-- Start EXERCISE MATERIAL --

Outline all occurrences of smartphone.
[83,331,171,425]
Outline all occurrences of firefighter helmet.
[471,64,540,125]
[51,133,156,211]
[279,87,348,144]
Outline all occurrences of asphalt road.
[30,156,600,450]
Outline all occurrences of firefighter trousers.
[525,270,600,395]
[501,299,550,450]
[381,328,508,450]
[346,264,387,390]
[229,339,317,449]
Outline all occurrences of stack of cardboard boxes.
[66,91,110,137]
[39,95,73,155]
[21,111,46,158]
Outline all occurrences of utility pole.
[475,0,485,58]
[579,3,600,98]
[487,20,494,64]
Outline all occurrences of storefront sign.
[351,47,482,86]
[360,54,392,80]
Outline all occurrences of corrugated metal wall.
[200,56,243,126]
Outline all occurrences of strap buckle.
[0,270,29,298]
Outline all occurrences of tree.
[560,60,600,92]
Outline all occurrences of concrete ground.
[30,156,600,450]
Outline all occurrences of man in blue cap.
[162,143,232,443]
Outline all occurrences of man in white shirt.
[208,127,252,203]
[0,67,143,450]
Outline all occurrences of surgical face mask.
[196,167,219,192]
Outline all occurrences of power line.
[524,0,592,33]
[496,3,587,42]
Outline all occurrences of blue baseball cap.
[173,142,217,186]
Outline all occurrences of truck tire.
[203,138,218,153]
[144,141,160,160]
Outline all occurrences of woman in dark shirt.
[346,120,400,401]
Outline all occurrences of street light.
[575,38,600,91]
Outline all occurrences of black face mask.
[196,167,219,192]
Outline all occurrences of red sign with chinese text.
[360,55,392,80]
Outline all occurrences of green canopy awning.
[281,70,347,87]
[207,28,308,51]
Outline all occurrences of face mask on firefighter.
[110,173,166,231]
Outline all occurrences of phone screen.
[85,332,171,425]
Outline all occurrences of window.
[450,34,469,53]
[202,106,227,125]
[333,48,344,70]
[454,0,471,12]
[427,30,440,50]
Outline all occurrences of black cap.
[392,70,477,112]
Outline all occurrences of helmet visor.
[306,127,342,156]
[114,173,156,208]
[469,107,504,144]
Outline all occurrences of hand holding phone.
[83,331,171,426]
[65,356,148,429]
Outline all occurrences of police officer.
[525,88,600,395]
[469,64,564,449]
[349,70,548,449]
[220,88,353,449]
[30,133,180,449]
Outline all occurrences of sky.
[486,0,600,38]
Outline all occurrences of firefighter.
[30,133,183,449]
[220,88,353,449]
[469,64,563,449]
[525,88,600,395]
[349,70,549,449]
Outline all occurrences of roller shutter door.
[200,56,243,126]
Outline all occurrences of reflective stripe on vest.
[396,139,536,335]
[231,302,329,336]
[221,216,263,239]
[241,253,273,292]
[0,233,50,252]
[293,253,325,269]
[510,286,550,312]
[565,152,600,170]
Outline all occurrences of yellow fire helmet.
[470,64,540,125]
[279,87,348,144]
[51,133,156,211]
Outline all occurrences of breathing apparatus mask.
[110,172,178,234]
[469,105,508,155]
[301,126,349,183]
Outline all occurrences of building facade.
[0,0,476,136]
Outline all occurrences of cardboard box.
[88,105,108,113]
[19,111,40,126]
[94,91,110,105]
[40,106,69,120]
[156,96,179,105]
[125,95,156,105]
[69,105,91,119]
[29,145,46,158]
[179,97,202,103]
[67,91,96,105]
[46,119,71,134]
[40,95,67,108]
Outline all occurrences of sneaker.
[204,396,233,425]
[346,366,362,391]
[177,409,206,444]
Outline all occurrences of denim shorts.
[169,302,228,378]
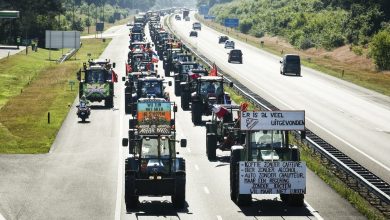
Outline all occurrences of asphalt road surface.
[171,12,390,182]
[0,19,364,220]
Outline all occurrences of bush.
[370,30,390,70]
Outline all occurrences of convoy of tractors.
[77,10,306,210]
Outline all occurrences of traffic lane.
[174,15,390,179]
[0,25,128,219]
[165,81,315,219]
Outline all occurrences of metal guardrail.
[167,16,390,219]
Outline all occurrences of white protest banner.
[241,111,305,131]
[239,161,306,194]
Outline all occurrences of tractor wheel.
[287,194,305,207]
[206,133,217,161]
[191,102,202,125]
[172,176,186,209]
[174,80,181,96]
[180,91,190,110]
[125,174,139,210]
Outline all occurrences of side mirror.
[180,139,187,147]
[77,69,81,81]
[129,118,137,129]
[301,130,306,140]
[122,138,129,147]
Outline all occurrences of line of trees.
[0,0,155,46]
[204,0,390,70]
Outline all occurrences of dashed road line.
[203,186,210,194]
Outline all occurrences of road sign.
[204,15,215,20]
[0,11,19,18]
[224,18,239,28]
[239,160,306,194]
[96,22,104,31]
[241,111,305,131]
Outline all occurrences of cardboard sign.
[239,161,306,194]
[137,102,171,134]
[240,111,305,131]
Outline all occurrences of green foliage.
[210,0,389,50]
[370,30,390,70]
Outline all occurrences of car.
[192,22,202,30]
[280,54,301,76]
[228,49,242,64]
[190,31,198,37]
[218,35,229,44]
[225,40,234,49]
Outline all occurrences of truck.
[230,111,306,206]
[77,59,117,108]
[122,98,187,210]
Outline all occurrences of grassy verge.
[225,84,386,220]
[196,15,390,96]
[81,15,134,36]
[0,39,110,153]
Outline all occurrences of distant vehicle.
[190,31,198,37]
[218,35,229,44]
[228,49,242,64]
[280,54,301,76]
[225,40,234,49]
[192,22,202,30]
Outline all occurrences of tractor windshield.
[249,130,285,161]
[142,81,162,98]
[86,69,107,84]
[200,81,223,96]
[141,137,170,158]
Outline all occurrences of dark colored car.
[218,36,229,44]
[228,49,242,64]
[280,54,301,76]
[190,31,198,37]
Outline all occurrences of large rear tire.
[172,176,186,209]
[180,91,190,110]
[206,133,217,161]
[125,174,139,210]
[191,102,202,125]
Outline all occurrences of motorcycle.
[76,102,91,122]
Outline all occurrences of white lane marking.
[203,186,210,194]
[244,78,390,171]
[115,72,125,220]
[305,201,324,220]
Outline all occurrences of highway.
[171,12,390,182]
[0,18,365,220]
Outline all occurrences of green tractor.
[77,61,117,108]
[230,111,306,206]
[181,76,233,125]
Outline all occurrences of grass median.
[0,39,110,154]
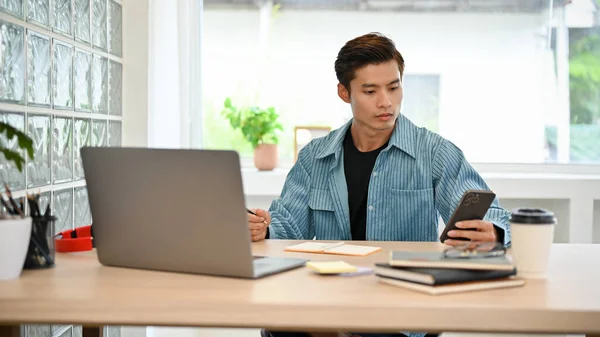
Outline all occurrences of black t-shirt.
[344,128,388,240]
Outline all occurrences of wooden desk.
[0,240,600,334]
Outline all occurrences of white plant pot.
[0,217,31,281]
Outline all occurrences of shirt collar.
[316,114,416,159]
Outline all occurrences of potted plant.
[0,122,33,280]
[222,97,283,171]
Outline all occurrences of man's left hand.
[444,220,498,246]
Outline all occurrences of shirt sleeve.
[267,143,314,240]
[433,139,510,245]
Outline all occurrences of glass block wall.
[0,0,127,337]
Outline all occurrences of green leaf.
[221,98,283,148]
[0,148,25,172]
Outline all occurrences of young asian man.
[248,33,510,337]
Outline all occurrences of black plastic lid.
[510,208,556,225]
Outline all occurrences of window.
[202,0,600,166]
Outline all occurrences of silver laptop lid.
[81,147,253,277]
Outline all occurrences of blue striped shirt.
[269,115,510,337]
[269,115,510,244]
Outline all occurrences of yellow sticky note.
[306,261,358,274]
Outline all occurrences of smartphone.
[440,190,496,243]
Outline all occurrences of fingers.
[448,230,496,244]
[248,213,266,223]
[248,222,267,230]
[250,227,266,236]
[456,220,494,232]
[254,209,271,224]
[252,231,267,241]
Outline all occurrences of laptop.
[81,147,307,279]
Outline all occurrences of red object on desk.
[54,225,95,253]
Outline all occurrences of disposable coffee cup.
[510,208,556,279]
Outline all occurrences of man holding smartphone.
[248,33,510,336]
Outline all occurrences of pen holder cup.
[23,216,56,269]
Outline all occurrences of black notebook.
[388,250,515,271]
[374,263,517,285]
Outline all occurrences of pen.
[246,208,268,225]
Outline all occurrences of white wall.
[202,10,558,163]
[122,0,148,147]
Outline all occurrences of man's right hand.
[248,209,271,241]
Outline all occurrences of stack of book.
[374,251,525,295]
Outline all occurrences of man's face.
[338,60,403,131]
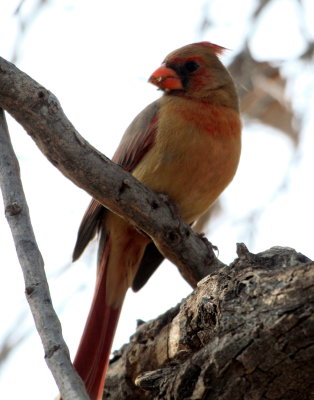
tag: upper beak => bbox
[148,65,183,92]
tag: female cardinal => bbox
[73,42,241,400]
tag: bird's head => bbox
[149,42,238,108]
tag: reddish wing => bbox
[112,101,159,172]
[73,100,159,261]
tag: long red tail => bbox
[74,240,121,400]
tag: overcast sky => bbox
[0,0,314,400]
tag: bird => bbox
[73,42,241,400]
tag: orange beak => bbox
[148,65,183,92]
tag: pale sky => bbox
[0,0,314,400]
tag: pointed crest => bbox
[194,42,227,56]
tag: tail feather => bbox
[74,234,121,400]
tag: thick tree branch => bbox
[0,58,223,287]
[103,245,314,400]
[0,109,88,400]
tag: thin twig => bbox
[0,57,223,287]
[0,109,88,400]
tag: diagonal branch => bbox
[0,58,223,287]
[0,109,88,400]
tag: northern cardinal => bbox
[73,42,241,400]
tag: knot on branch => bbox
[5,201,22,217]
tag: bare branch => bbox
[0,58,223,286]
[0,109,88,400]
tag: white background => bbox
[0,0,314,400]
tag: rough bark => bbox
[0,108,88,400]
[104,245,314,400]
[0,57,223,287]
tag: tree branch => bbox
[0,109,88,400]
[103,245,314,400]
[0,58,223,287]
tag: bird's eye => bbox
[184,61,199,72]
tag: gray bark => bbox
[0,108,88,400]
[104,245,314,400]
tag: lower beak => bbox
[148,65,183,92]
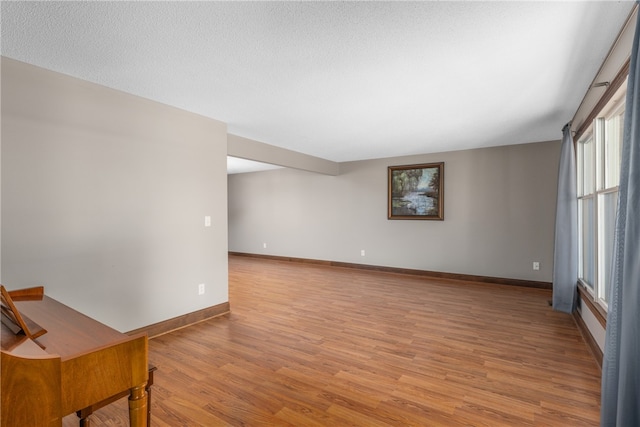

-- End EXERCISE MATERIAL --

WORK TO COMPLETE → Could you reproduce the records between the lines holding "Outline all occurrences of breathing" and "[0,0,476,136]", inclusive, keeping the requests as they are and scaling every bounding-box coordinate by 0.2, rounded to whole numbers with halves going up?

EXERCISE OUTPUT →
Outline all occurrences of breathing apparatus mask.
[22,34,36,47]
[94,21,102,31]
[60,25,70,37]
Outline all occurrences of building facade.
[0,0,95,27]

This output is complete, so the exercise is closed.